## [Task details]
Answer these questions from the text on the 2024 elections in Africa.
(a) How many countries are expected to hold executive and legislative elections in 2024?
(b) How many African countries will go to the polls this year?
(c) What experience underlies the popular perception that will weigh at least as much as the leaders' personalities?

(Excerpted text)

Regarding elections, 2024 will be the world’s most significant global election year in history. More than 60 countries are expected to hold executive and legislative elections at the national, subnational, or both levels.
In Africa, 22 countries, including major economies like South Africa, Senegal, and Ghana, will go to the polls this year. Due to varying levels of democratic consolidation in the region, these contests will not have the same significance. In some countries, the vote will serve to approve predetermined outcomes, while in others, it will be more genuinely competitive and reflect the will of the voters.
Despite these differences, this year’s elections are likely to reveal the growing dissatisfaction of African voters with democracy. Discussions about democratic decline in Africa and elsewhere typically focus on the role of populist or autocratic leaders. However, popular perception, based on the experience that democracy does not solve citizens’ daily problems, will weigh at least as much as the leaders’ personalities.

(End Excerpted text)
(Provided records)

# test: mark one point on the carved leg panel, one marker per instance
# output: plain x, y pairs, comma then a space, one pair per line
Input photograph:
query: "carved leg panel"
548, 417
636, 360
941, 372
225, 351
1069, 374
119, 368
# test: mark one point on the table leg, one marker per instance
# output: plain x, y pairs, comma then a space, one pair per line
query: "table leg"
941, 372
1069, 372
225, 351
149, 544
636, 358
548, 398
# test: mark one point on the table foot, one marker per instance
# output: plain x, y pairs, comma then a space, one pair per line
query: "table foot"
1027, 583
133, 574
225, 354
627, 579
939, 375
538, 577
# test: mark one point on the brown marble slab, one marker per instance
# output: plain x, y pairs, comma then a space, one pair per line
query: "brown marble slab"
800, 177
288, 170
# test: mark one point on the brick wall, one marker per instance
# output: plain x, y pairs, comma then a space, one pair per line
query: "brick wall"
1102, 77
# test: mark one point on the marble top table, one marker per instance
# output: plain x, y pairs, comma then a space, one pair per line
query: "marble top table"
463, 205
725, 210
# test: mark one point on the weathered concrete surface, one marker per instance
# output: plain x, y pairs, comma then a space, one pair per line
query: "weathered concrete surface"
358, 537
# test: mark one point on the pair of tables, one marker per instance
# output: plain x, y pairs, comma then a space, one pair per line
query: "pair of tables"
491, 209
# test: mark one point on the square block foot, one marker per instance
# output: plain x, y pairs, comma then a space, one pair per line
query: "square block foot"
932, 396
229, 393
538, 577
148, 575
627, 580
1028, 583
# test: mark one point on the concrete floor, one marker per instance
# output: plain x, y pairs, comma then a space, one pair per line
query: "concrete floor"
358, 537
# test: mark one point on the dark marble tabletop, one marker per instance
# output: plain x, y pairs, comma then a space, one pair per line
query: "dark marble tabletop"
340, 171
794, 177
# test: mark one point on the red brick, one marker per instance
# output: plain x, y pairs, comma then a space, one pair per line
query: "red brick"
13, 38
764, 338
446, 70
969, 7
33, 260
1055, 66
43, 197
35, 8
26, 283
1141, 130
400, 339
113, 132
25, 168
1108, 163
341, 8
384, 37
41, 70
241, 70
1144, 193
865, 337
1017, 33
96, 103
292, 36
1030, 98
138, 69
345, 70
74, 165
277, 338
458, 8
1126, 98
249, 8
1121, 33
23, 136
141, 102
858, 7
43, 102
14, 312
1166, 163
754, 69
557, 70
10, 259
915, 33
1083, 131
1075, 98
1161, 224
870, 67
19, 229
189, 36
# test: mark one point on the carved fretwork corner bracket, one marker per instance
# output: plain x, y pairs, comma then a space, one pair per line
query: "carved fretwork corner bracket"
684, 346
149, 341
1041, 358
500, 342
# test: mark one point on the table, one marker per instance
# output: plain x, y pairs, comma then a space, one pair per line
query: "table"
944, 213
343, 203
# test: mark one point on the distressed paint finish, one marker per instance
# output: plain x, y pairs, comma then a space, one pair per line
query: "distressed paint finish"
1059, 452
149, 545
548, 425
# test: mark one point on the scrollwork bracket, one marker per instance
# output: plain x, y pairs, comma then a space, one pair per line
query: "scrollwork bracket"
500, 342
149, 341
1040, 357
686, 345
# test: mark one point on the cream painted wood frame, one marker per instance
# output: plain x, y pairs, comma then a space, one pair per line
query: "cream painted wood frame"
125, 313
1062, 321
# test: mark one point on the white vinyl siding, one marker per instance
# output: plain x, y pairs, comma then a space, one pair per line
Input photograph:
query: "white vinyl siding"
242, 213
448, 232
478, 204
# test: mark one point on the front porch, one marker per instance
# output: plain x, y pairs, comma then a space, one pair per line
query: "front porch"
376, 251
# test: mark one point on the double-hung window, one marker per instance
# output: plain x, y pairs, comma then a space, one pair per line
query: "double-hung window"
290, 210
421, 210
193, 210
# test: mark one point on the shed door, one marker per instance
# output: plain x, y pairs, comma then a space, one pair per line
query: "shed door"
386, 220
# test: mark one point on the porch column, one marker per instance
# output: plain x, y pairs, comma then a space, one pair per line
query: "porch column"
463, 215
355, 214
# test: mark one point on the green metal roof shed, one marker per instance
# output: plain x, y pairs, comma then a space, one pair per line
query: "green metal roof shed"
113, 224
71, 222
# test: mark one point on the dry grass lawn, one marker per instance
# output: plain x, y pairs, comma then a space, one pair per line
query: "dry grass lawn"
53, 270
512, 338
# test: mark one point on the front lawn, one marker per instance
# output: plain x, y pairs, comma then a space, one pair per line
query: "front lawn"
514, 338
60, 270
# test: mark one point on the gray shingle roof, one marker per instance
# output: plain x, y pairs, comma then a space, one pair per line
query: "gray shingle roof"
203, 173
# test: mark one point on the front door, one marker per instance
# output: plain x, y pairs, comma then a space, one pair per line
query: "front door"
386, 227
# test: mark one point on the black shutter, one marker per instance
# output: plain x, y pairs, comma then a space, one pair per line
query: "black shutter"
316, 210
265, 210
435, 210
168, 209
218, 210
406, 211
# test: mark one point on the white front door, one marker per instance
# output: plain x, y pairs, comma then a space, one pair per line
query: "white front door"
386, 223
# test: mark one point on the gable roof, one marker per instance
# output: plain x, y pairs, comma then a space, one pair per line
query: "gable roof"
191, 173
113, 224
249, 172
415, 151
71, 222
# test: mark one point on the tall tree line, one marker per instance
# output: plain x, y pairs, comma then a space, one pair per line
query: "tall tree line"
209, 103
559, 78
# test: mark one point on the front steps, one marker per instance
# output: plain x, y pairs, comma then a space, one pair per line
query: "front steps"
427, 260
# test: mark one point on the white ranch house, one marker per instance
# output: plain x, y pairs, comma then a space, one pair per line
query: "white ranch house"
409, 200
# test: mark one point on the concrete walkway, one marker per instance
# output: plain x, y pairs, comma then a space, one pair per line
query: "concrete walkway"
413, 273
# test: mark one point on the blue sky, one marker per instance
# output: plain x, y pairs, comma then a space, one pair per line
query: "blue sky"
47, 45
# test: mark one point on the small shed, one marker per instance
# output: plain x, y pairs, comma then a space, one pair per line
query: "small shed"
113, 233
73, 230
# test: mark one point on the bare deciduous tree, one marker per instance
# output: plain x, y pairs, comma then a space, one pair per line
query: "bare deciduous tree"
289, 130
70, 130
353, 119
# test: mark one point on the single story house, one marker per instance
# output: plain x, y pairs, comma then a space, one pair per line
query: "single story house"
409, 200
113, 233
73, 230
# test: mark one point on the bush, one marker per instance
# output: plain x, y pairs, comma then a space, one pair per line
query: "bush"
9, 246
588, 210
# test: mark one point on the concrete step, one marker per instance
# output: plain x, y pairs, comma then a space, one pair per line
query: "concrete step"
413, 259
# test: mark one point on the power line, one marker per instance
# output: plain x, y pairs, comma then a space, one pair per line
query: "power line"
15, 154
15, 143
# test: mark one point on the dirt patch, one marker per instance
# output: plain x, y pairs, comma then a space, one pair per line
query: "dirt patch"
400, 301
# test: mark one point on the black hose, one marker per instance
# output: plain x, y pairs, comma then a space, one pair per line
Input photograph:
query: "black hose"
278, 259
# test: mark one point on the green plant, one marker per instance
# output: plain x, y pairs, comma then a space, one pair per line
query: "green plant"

(End Provided records)

## [Answer for the task]
(a) More than 60 countries.
(b) 22 countries.
(c) The experience that democracy does not solve citizens' daily problems.